(Set task): Count the lines in the data below that contain the string "ceiling", matching case exactly. Give only the number.

(Excerpted records):
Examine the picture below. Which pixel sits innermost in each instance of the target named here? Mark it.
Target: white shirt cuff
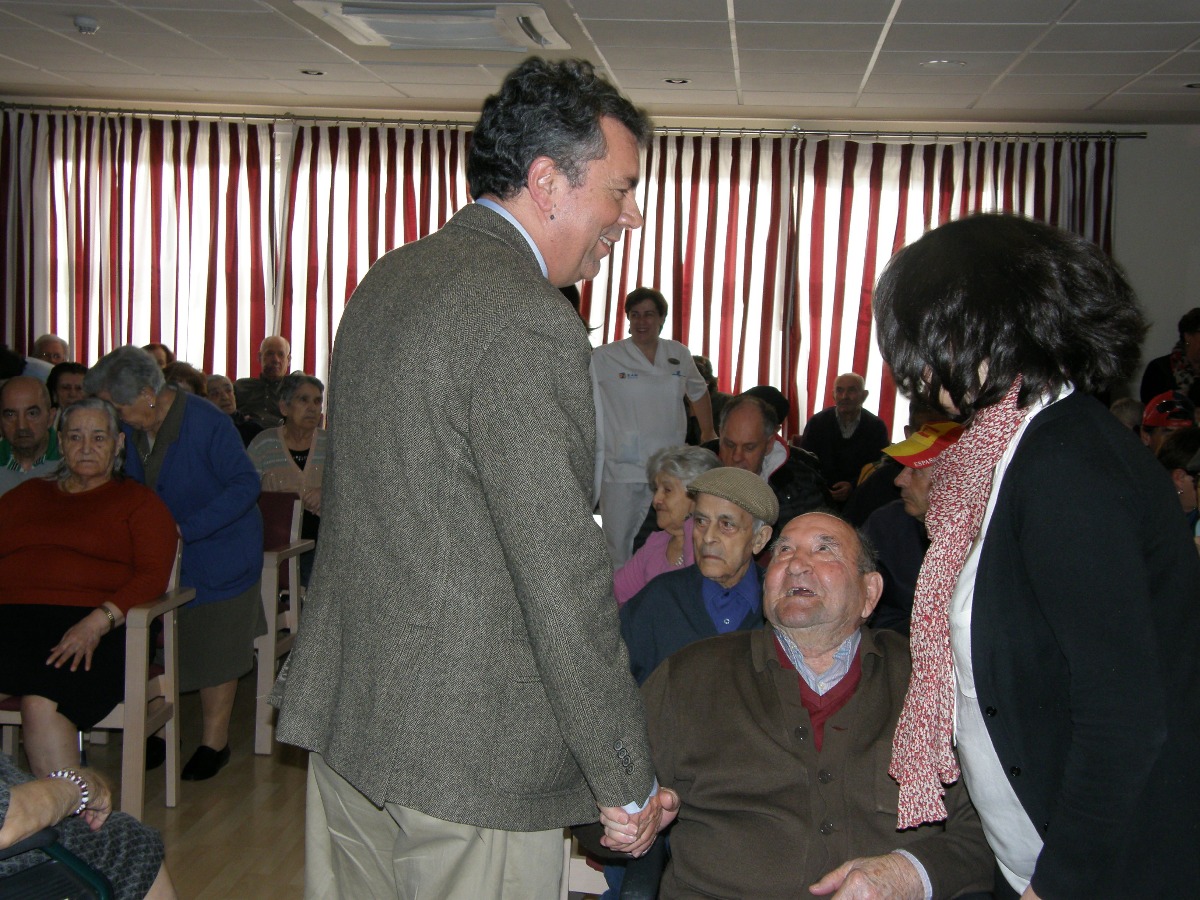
(633, 808)
(921, 871)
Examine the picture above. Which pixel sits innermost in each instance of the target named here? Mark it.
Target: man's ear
(543, 184)
(873, 588)
(761, 539)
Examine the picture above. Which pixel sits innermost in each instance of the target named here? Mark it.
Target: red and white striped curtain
(768, 249)
(210, 235)
(129, 229)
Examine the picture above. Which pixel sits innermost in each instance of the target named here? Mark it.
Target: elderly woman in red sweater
(76, 552)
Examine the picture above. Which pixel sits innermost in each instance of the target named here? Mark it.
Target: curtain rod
(682, 131)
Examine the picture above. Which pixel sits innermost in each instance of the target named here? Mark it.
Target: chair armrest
(289, 550)
(37, 840)
(142, 615)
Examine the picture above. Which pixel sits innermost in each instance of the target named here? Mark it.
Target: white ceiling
(1086, 61)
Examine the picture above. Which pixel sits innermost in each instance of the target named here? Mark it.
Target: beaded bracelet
(78, 780)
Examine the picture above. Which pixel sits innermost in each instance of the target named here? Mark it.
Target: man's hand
(887, 877)
(634, 833)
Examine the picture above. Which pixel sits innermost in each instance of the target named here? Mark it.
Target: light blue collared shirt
(498, 209)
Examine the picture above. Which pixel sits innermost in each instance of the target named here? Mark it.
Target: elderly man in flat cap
(723, 591)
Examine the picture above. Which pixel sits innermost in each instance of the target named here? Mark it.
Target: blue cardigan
(211, 489)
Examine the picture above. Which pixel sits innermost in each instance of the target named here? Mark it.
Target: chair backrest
(281, 525)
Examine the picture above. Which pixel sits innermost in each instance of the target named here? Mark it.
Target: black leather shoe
(205, 763)
(156, 753)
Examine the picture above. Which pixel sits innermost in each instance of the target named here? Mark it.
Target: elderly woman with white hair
(190, 453)
(77, 552)
(671, 472)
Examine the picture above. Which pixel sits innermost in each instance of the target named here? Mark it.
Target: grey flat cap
(742, 487)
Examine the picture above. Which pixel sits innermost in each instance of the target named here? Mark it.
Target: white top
(1009, 832)
(640, 405)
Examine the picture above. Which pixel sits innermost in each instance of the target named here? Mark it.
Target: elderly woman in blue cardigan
(190, 453)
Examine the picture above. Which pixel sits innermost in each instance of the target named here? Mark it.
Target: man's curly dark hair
(545, 109)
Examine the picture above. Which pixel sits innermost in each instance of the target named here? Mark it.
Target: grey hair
(769, 420)
(294, 382)
(114, 427)
(683, 462)
(124, 373)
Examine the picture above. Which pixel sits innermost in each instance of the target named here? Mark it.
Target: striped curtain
(210, 235)
(768, 249)
(127, 229)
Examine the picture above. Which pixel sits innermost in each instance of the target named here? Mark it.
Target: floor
(238, 835)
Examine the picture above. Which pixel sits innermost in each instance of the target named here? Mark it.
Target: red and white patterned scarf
(922, 751)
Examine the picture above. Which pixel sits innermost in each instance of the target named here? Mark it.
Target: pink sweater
(649, 562)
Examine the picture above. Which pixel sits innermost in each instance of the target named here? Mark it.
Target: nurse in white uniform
(640, 385)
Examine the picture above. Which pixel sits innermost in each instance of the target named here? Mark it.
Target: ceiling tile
(1120, 37)
(1127, 11)
(1131, 63)
(797, 63)
(681, 60)
(951, 39)
(930, 83)
(981, 11)
(808, 37)
(765, 99)
(909, 63)
(648, 35)
(808, 83)
(887, 101)
(671, 10)
(846, 11)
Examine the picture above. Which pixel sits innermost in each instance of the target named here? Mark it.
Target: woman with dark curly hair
(1054, 628)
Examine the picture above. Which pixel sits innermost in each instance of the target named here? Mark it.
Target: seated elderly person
(778, 741)
(1175, 454)
(76, 552)
(292, 456)
(721, 592)
(79, 804)
(671, 472)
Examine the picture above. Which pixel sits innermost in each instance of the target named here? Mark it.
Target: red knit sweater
(113, 543)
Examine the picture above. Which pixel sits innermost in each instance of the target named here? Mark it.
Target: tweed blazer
(459, 651)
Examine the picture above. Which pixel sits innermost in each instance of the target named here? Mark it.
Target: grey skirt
(216, 641)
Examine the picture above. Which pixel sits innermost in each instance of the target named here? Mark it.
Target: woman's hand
(81, 641)
(100, 802)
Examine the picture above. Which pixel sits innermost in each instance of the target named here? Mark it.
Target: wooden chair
(151, 696)
(282, 546)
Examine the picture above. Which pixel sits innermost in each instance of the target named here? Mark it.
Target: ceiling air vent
(441, 27)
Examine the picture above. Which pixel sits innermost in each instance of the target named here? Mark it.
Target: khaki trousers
(355, 851)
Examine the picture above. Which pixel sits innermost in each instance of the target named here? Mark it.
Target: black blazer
(1085, 627)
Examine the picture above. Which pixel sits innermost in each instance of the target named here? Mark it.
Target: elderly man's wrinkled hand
(634, 833)
(887, 877)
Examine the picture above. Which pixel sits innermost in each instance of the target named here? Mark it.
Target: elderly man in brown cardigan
(778, 743)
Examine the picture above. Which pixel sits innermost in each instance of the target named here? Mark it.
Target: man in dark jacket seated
(723, 589)
(778, 741)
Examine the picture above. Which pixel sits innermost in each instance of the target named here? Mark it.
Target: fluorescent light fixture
(441, 27)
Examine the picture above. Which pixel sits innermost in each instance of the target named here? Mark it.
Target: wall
(1157, 227)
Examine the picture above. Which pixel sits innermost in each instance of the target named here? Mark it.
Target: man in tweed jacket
(459, 672)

(Reply): 3